■ **Text under study**:

----------------------------------------

It’s one of the most challenging questions for family caregivers to answer: When is it time to take away the car keys from a loved one with dementia?
A dementia diagnosis doesn’t always mean that a person can no longer drive safely. However, as dementia progresses it not only affects memory loss, but visual-spatial disorientation and cognitive function worsen over time. Driving demands quick reaction time and fast decision-making, so at some point, those with dementia become no longer safe to drive.
Caregivers often struggle with the decision of whether to take the car keys away from a loved one. It’s an unfair position to be put in. Watching a parent lose their independence is hard enough, being the one to deliver the news, heartbreaking.
When is it time to have the conversation?
But when should you start to worry? As a general rule, individuals with early-stage or mild dementia who wish to continue driving should have their driving skills evaluated, and individuals with moderate or severe dementia should not drive.
There are usually some indicators families can look for, too. Some of the red flags indicating it is no longer safe for a person with dementia to drive include involvement in car accidents and minor fender benders, failure to drive appropriate speed limits, ignoring traffic lights and stop signs, getting lost in familiar places, and near misses.
Questions you can ask as a caregiver include:
- Do others feel uncomfortable driving with the person with dementia?
- Are others forced to drive defensively to accommodate the person with dementia's driving style?
- Is a co-pilot needed to navigate the automobile or to alert the person of potentially hazardous events or conditions?
- Has there been evidence of loss of ability in other areas of daily living activities such as medication use, financial management, cooking, and shopping?
But the safest option for assessing a person’s driving skills is to arrange for an independent driving evaluation by an occupational therapy driving rehabilitation specialist. The evaluation provides a more objective understanding of the current impact of the disease on driving capacity and results in a plan of options, with the goal of retaining the highest level of independence and mobility.

----------------------------------------

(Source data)
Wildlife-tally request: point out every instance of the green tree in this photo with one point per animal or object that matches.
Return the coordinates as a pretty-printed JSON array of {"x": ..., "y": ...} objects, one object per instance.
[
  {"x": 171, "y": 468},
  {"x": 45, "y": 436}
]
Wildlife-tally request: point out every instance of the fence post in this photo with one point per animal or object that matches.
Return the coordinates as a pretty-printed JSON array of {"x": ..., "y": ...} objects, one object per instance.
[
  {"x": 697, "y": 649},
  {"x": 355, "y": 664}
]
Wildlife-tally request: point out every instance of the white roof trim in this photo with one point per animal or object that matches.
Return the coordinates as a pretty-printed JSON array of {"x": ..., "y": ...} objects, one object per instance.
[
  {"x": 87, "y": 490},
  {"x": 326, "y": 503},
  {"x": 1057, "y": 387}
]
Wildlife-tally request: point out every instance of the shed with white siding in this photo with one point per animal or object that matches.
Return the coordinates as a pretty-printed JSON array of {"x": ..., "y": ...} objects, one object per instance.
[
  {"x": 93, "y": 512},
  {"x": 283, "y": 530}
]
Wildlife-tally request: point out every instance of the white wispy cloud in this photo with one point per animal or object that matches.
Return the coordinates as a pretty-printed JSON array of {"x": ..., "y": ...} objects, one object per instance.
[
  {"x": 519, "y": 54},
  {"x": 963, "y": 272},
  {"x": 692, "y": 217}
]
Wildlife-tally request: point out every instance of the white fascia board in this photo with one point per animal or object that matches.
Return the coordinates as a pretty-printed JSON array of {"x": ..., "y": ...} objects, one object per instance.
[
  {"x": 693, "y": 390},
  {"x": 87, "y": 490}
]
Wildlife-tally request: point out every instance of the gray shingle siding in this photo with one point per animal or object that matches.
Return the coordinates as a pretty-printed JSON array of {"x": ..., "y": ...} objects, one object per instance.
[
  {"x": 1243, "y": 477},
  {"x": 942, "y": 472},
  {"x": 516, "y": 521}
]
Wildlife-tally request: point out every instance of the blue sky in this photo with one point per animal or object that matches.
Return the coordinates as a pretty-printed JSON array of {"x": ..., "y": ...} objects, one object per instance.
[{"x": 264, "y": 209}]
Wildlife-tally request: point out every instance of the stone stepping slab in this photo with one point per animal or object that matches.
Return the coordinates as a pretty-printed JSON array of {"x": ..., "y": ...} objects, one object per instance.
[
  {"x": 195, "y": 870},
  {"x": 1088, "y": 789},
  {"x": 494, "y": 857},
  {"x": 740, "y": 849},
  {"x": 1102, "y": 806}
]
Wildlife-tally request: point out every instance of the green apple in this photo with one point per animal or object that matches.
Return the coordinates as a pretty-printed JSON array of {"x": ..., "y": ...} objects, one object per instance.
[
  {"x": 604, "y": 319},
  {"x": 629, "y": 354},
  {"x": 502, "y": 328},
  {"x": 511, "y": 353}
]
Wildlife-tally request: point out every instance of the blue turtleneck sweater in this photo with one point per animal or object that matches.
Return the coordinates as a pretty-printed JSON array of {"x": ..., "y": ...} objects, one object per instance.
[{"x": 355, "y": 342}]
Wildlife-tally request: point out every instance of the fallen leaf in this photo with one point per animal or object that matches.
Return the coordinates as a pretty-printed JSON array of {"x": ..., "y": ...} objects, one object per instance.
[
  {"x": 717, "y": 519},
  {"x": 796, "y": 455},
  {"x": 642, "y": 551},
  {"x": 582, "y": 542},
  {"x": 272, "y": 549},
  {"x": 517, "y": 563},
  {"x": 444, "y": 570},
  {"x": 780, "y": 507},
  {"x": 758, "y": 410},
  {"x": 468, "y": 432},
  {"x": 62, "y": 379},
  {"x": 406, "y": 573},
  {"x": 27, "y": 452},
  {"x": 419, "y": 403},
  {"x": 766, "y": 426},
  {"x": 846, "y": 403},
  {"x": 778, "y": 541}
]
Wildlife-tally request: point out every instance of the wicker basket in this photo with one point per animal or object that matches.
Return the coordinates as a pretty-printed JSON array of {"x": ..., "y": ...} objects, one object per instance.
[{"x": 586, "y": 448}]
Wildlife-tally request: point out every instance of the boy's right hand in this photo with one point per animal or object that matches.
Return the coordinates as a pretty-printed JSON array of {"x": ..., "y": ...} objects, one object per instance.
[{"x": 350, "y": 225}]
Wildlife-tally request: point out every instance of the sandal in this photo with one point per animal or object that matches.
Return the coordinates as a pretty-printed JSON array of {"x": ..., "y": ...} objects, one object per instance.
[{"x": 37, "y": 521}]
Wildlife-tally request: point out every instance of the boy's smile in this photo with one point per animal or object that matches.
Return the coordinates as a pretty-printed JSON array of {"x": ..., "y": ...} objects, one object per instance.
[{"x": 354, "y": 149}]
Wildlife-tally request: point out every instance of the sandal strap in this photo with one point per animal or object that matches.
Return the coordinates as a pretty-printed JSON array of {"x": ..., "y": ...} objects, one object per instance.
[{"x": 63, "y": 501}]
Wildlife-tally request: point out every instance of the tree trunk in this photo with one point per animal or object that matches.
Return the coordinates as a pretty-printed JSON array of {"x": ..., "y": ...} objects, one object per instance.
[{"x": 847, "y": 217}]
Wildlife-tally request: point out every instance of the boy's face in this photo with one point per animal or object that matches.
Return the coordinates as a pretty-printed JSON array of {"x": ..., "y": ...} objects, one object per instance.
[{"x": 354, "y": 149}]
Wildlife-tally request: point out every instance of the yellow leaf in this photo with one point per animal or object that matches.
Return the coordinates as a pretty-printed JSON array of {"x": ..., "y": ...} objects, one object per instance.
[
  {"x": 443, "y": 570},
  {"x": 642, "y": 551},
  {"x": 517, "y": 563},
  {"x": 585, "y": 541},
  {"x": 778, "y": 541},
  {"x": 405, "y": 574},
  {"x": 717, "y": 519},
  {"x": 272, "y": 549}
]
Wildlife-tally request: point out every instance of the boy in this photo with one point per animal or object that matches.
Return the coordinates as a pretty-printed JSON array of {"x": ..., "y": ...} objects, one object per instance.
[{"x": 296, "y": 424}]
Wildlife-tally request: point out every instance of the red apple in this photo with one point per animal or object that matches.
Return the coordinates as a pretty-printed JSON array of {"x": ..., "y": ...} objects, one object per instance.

----------------------------------------

■ **Task requirements**:
(1) According to the article on dementia and driving, who should carry out the independent driving evaluation it calls the safest option?
(2) Rewrite the passage of the article on dementia and driving starting at "When is it time to have" and ending at "person with dementia?", replacing "red flags" with "warning signs".
(3) Continue the article on dementia and driving from its last sentence.

■ **Responses to the tasks**:
(1) An occupational therapy driving rehabilitation specialist.

(2)
When is it time to have the conversation?
But when should you start to worry? As a general rule, individuals with early-stage or mild dementia who wish to continue driving should have their driving skills evaluated, and individuals with moderate or severe dementia should not drive.
There are usually some indicators families can look for, too. Some of the warning signs indicating it is no longer safe for a person with dementia to drive include involvement in car accidents and minor fender benders, failure to drive appropriate speed limits, ignoring traffic lights and stop signs, getting lost in familiar places, and near misses.
Questions you can ask as a caregiver include:
- Do others feel uncomfortable driving with the person with dementia?

(3)
Here are some tips that can make the conversation a bit easier when it’s time to talk to a family member about putting away the keys.
1. Plan Ahead
Research shows that for the first two years after diagnosis, the accident rate of a person with Alzheimer’s disease is comparable to a person who does not have Alzheimer’s. However, as the disease progresses, the accident rate increases. The risk of accidents doubles every five years from dementia onset.
For people in the early stages of Alzheimer’s or other dementia, it is never too soon to plan ahead for how they will get around when they can no longer drive. Be sympathetic as you address the topic because losing the ability to drive yourself can cause feelings of loss of independence.
It’s never too soon to start the conversation and decide together what signs or symptoms might lead you to both agree it’s no longer safe for your loved one to drive anymore. It’s a much easier adjustment when they are involved in the discussion and agree to the signs or symptoms of dementia that would lead to the decision to stop driving.
2. Arrange for Services that Allow Your Loved One to Still Feel In Control
Have a plan in place before the day when your parent can no longer drive comes. They may still be able to live very independently on their own, but services that allow them to adapt to not having a car of their own anymore are key.
Identify how your parent will get to and from appointments or run errands. Maybe you plan to drive them when that day comes or can arrange for someone else to drive them. Or perhaps you take advantage of options that will allow them to continue to travel independently such as Lyft or GoGoGrandparent.
You can also reduce the need to drive by having prescription medicines, groceries, or meals delivered.
3. Continue to Monitor Driving
Detect problems before they become a crisis. Accompany your loved one on an errand or to a doctor’s appointment when possible. Driving skills can change rapidly.
Start with baby steps. Gradually, modify driving to reduce the risk of an accident. Encourage your loved one to try some of the following examples:
- Drive only on familiar roads, and avoid long distances.
- Avoid heavy traffic and heavily traveled roads.
- Avoid driving at night and in bad weather.
Ideally, your loved one will limit or stop driving on their own. But for some, this transition can be very difficult, and one is met with resistance. Acknowledge the pain of this change, and appeal to the person’s desire to act responsibly. Be patient and firm.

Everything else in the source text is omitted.